Top of Records to use
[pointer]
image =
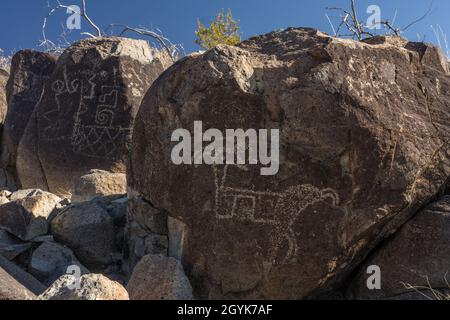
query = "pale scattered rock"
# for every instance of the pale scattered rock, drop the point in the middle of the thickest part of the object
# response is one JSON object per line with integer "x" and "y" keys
{"x": 158, "y": 277}
{"x": 24, "y": 278}
{"x": 24, "y": 193}
{"x": 51, "y": 260}
{"x": 99, "y": 183}
{"x": 11, "y": 289}
{"x": 91, "y": 287}
{"x": 88, "y": 230}
{"x": 27, "y": 218}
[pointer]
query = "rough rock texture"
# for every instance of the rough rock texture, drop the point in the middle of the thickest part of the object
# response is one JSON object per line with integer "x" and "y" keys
{"x": 51, "y": 260}
{"x": 91, "y": 287}
{"x": 24, "y": 278}
{"x": 27, "y": 218}
{"x": 3, "y": 100}
{"x": 29, "y": 71}
{"x": 24, "y": 193}
{"x": 158, "y": 277}
{"x": 99, "y": 183}
{"x": 419, "y": 251}
{"x": 10, "y": 246}
{"x": 149, "y": 236}
{"x": 85, "y": 117}
{"x": 364, "y": 132}
{"x": 10, "y": 289}
{"x": 3, "y": 109}
{"x": 88, "y": 229}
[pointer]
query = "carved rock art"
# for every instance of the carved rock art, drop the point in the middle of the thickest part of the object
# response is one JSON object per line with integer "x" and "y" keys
{"x": 84, "y": 118}
{"x": 364, "y": 142}
{"x": 285, "y": 207}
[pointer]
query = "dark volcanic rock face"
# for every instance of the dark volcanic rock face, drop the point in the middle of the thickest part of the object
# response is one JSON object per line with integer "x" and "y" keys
{"x": 418, "y": 255}
{"x": 29, "y": 71}
{"x": 85, "y": 117}
{"x": 3, "y": 101}
{"x": 364, "y": 132}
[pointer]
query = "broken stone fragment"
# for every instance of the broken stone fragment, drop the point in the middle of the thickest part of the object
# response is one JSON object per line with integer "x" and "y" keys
{"x": 27, "y": 218}
{"x": 51, "y": 260}
{"x": 89, "y": 231}
{"x": 88, "y": 287}
{"x": 157, "y": 277}
{"x": 99, "y": 183}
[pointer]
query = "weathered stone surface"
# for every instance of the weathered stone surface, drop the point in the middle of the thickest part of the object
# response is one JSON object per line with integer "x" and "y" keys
{"x": 24, "y": 193}
{"x": 27, "y": 218}
{"x": 29, "y": 70}
{"x": 146, "y": 233}
{"x": 92, "y": 287}
{"x": 3, "y": 100}
{"x": 364, "y": 132}
{"x": 157, "y": 277}
{"x": 88, "y": 230}
{"x": 418, "y": 255}
{"x": 10, "y": 289}
{"x": 3, "y": 200}
{"x": 51, "y": 260}
{"x": 99, "y": 183}
{"x": 24, "y": 278}
{"x": 10, "y": 246}
{"x": 86, "y": 114}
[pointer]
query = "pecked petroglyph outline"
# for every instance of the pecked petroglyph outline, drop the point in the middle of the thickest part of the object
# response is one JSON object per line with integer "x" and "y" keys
{"x": 288, "y": 206}
{"x": 102, "y": 138}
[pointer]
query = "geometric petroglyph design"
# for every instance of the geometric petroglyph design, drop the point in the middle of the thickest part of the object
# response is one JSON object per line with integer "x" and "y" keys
{"x": 98, "y": 141}
{"x": 94, "y": 133}
{"x": 277, "y": 209}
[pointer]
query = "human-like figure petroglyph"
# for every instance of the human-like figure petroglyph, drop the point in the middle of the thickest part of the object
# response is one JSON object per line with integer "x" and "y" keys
{"x": 277, "y": 209}
{"x": 93, "y": 136}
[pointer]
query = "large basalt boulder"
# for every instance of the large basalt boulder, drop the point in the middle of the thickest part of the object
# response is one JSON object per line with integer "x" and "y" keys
{"x": 364, "y": 142}
{"x": 29, "y": 71}
{"x": 89, "y": 287}
{"x": 417, "y": 256}
{"x": 52, "y": 260}
{"x": 4, "y": 75}
{"x": 3, "y": 109}
{"x": 85, "y": 117}
{"x": 158, "y": 277}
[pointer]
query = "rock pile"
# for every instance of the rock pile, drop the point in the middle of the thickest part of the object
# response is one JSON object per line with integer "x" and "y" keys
{"x": 104, "y": 213}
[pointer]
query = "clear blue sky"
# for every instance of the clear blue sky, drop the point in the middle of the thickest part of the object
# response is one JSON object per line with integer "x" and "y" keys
{"x": 21, "y": 20}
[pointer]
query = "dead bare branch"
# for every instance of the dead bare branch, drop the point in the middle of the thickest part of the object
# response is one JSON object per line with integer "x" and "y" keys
{"x": 174, "y": 51}
{"x": 348, "y": 18}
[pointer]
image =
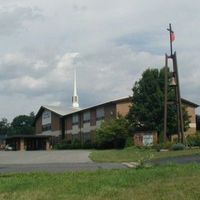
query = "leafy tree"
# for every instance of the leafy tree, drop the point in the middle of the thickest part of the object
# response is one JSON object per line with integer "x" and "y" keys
{"x": 23, "y": 125}
{"x": 112, "y": 133}
{"x": 147, "y": 110}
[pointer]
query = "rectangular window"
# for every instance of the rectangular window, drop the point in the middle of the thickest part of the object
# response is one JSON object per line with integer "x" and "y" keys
{"x": 46, "y": 127}
{"x": 86, "y": 116}
{"x": 75, "y": 119}
{"x": 100, "y": 113}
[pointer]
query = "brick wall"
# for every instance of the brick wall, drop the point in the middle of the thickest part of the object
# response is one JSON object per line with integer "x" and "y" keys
{"x": 38, "y": 125}
{"x": 55, "y": 122}
{"x": 122, "y": 108}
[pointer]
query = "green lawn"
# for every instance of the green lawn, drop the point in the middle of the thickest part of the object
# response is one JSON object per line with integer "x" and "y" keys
{"x": 136, "y": 154}
{"x": 156, "y": 183}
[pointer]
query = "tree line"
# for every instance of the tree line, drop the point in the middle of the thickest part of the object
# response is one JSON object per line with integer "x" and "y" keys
{"x": 20, "y": 125}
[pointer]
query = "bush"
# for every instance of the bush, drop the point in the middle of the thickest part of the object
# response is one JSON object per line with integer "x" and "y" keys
{"x": 193, "y": 140}
{"x": 64, "y": 144}
{"x": 88, "y": 144}
{"x": 129, "y": 142}
{"x": 76, "y": 144}
{"x": 112, "y": 134}
{"x": 178, "y": 146}
{"x": 157, "y": 147}
{"x": 167, "y": 145}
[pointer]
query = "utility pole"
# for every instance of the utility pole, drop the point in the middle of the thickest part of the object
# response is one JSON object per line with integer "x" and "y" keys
{"x": 176, "y": 86}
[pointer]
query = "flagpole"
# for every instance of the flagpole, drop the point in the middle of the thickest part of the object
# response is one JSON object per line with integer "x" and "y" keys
{"x": 170, "y": 36}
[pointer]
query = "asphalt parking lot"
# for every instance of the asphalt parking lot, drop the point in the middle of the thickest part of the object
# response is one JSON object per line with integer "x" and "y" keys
{"x": 44, "y": 157}
{"x": 50, "y": 161}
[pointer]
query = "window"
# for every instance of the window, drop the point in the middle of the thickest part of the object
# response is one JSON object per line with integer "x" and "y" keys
{"x": 100, "y": 113}
{"x": 46, "y": 117}
{"x": 46, "y": 127}
{"x": 75, "y": 119}
{"x": 86, "y": 116}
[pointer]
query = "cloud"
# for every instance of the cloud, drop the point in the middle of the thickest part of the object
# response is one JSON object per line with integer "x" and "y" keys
{"x": 15, "y": 18}
{"x": 110, "y": 44}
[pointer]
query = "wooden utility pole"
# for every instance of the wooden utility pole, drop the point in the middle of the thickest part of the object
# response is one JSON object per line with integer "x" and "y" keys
{"x": 176, "y": 86}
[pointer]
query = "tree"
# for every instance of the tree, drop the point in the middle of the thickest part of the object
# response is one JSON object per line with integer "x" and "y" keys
{"x": 23, "y": 125}
{"x": 112, "y": 133}
{"x": 198, "y": 122}
{"x": 147, "y": 110}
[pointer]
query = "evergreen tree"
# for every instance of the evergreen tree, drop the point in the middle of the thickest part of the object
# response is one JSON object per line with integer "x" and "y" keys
{"x": 147, "y": 110}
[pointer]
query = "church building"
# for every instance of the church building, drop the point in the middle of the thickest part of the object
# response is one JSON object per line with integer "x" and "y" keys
{"x": 58, "y": 122}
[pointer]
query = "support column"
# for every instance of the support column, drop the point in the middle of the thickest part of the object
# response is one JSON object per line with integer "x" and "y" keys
{"x": 22, "y": 146}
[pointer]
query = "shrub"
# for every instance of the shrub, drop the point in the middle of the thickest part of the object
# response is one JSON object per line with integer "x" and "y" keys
{"x": 157, "y": 147}
{"x": 76, "y": 144}
{"x": 193, "y": 140}
{"x": 178, "y": 146}
{"x": 129, "y": 142}
{"x": 64, "y": 144}
{"x": 112, "y": 134}
{"x": 87, "y": 144}
{"x": 167, "y": 145}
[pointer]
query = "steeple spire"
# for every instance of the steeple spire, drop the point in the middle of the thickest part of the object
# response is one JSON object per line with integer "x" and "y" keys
{"x": 75, "y": 103}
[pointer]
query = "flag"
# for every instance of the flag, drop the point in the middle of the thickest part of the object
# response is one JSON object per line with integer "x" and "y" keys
{"x": 172, "y": 36}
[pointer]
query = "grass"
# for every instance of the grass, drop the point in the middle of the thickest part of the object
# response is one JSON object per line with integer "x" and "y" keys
{"x": 134, "y": 154}
{"x": 158, "y": 183}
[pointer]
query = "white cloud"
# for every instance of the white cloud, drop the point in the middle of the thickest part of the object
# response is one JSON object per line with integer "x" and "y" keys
{"x": 109, "y": 42}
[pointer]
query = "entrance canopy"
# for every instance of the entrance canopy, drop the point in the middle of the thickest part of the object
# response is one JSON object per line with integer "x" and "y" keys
{"x": 28, "y": 142}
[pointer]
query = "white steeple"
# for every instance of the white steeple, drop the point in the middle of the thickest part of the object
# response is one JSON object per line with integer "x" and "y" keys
{"x": 75, "y": 103}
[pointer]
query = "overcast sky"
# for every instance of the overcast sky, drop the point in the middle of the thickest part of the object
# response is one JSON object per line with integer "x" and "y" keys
{"x": 109, "y": 42}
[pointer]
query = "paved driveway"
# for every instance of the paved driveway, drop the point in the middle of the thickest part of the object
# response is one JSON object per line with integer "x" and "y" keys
{"x": 41, "y": 157}
{"x": 51, "y": 161}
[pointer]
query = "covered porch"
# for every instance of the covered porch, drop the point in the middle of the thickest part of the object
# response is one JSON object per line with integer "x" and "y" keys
{"x": 29, "y": 142}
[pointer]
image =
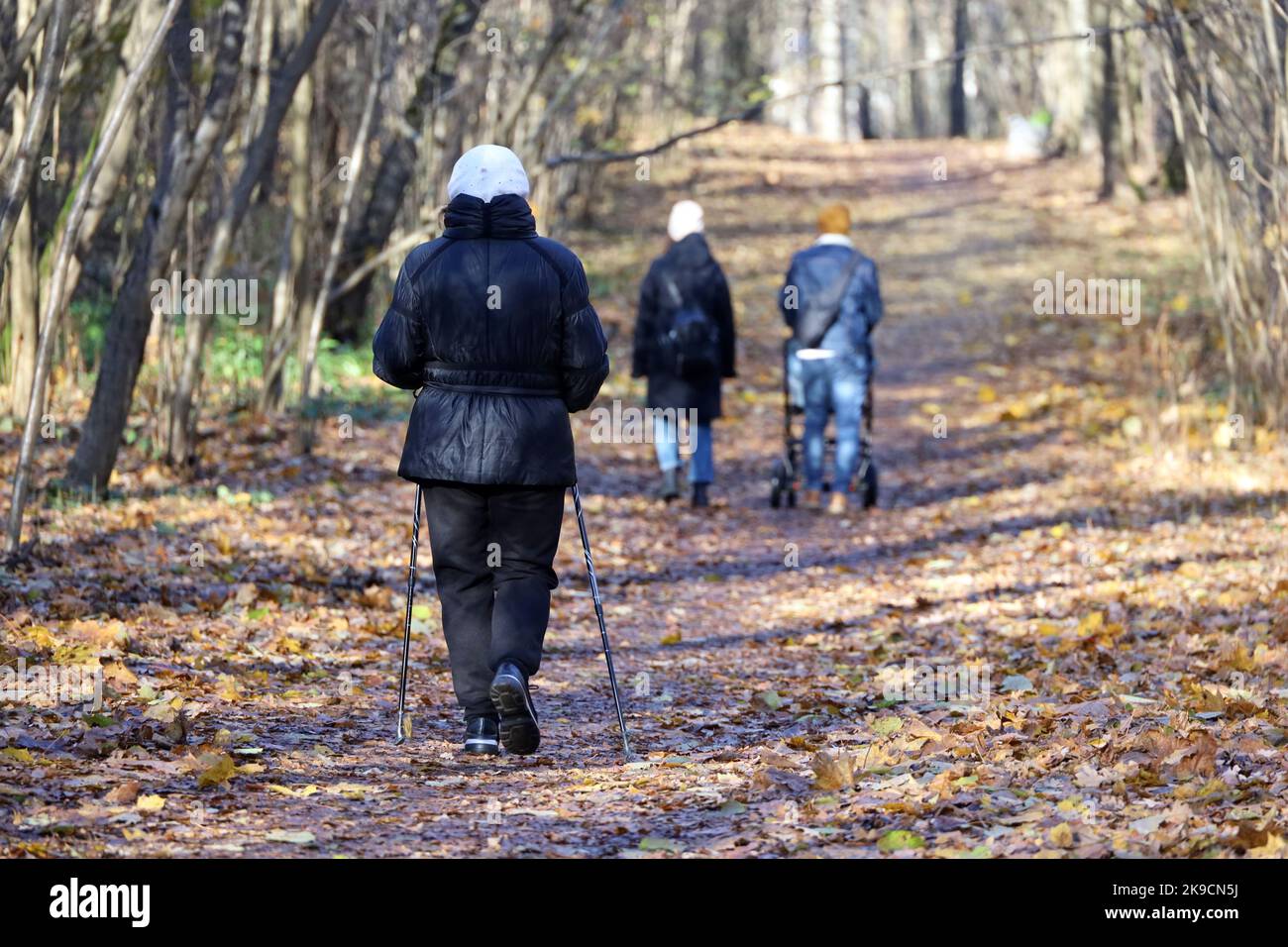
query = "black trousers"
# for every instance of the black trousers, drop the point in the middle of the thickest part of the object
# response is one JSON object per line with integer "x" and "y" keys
{"x": 493, "y": 552}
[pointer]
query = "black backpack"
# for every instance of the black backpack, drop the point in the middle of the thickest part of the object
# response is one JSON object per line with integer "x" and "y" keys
{"x": 691, "y": 347}
{"x": 820, "y": 313}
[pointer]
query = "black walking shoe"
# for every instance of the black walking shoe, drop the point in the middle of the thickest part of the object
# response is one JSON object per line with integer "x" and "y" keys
{"x": 481, "y": 736}
{"x": 670, "y": 486}
{"x": 519, "y": 732}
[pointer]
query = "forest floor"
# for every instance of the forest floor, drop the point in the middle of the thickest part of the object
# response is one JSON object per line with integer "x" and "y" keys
{"x": 1109, "y": 579}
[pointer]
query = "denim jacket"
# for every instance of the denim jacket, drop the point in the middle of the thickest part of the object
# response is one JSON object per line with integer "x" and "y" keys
{"x": 812, "y": 270}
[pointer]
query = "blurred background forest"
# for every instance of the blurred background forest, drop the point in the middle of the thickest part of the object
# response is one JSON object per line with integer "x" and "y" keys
{"x": 305, "y": 145}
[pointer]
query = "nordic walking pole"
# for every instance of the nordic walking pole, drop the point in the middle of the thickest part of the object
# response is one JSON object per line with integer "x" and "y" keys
{"x": 599, "y": 613}
{"x": 411, "y": 590}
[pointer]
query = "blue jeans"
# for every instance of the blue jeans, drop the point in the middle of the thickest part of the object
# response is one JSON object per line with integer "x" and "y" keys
{"x": 833, "y": 385}
{"x": 666, "y": 442}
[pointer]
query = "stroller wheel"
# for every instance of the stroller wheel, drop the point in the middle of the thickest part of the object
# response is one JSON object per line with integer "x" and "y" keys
{"x": 778, "y": 483}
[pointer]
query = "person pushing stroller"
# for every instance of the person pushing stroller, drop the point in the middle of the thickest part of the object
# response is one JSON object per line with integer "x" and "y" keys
{"x": 831, "y": 300}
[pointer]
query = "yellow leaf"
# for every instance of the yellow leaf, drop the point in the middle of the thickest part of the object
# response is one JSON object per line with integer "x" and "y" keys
{"x": 219, "y": 767}
{"x": 1061, "y": 835}
{"x": 150, "y": 802}
{"x": 297, "y": 791}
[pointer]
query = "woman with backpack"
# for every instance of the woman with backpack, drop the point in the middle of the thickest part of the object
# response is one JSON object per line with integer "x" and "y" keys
{"x": 684, "y": 346}
{"x": 493, "y": 326}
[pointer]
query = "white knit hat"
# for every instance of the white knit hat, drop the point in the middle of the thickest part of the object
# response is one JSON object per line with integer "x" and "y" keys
{"x": 487, "y": 171}
{"x": 686, "y": 219}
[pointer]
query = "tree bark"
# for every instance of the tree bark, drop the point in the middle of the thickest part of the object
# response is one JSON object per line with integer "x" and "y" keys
{"x": 356, "y": 165}
{"x": 54, "y": 304}
{"x": 181, "y": 440}
{"x": 397, "y": 166}
{"x": 957, "y": 90}
{"x": 180, "y": 171}
{"x": 1108, "y": 112}
{"x": 24, "y": 286}
{"x": 24, "y": 166}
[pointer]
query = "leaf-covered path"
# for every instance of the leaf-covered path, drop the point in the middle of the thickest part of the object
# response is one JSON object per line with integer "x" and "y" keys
{"x": 1128, "y": 604}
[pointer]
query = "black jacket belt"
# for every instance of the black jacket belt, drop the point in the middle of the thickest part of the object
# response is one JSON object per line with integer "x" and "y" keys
{"x": 546, "y": 386}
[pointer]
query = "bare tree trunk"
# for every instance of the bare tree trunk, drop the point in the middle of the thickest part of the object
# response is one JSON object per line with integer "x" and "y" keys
{"x": 17, "y": 58}
{"x": 24, "y": 286}
{"x": 356, "y": 165}
{"x": 1109, "y": 158}
{"x": 183, "y": 163}
{"x": 54, "y": 304}
{"x": 24, "y": 166}
{"x": 957, "y": 90}
{"x": 287, "y": 295}
{"x": 181, "y": 441}
{"x": 398, "y": 162}
{"x": 110, "y": 180}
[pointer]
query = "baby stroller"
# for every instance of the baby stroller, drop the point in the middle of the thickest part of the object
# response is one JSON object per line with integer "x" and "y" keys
{"x": 785, "y": 476}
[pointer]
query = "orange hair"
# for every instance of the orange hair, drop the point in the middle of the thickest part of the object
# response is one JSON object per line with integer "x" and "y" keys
{"x": 835, "y": 218}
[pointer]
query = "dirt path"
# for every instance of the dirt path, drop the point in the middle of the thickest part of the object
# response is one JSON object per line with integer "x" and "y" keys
{"x": 1128, "y": 609}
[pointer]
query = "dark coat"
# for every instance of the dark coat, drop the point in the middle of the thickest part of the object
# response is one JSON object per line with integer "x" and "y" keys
{"x": 496, "y": 324}
{"x": 700, "y": 281}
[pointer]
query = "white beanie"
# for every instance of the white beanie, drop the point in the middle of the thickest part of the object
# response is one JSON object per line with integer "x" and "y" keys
{"x": 487, "y": 171}
{"x": 686, "y": 219}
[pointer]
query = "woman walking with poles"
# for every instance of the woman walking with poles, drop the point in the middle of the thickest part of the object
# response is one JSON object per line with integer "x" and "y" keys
{"x": 493, "y": 326}
{"x": 684, "y": 344}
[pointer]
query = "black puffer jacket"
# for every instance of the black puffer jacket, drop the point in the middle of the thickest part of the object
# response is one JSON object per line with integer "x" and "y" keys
{"x": 698, "y": 279}
{"x": 496, "y": 324}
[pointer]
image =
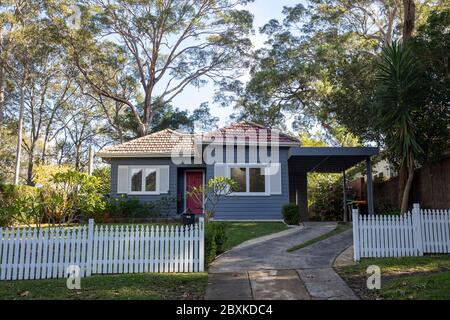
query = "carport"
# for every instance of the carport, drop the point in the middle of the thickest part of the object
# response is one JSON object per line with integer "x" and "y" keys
{"x": 325, "y": 160}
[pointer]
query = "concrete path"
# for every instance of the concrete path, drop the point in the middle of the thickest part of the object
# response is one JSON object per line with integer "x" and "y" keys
{"x": 265, "y": 270}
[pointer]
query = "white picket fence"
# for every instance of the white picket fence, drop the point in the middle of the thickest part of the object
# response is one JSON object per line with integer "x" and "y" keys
{"x": 411, "y": 234}
{"x": 42, "y": 253}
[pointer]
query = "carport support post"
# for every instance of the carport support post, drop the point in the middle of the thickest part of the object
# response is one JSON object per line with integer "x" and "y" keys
{"x": 344, "y": 185}
{"x": 369, "y": 186}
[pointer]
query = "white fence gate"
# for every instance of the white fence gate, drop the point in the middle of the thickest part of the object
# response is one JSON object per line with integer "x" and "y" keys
{"x": 410, "y": 234}
{"x": 42, "y": 253}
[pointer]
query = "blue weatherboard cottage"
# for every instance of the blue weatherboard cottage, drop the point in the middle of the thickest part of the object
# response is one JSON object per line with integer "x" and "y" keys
{"x": 270, "y": 169}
Bottom of Records to use
### Task objective
When "fence" shows up in a line of the material, report that line.

### The answer
query = "white picket fence"
# for every instance of the white picket fence, drop the point in the middle of the thickest part of the object
query = "white fence gate"
# for every instance of the white fence gate, drop the point in the middle of the thickest part of the object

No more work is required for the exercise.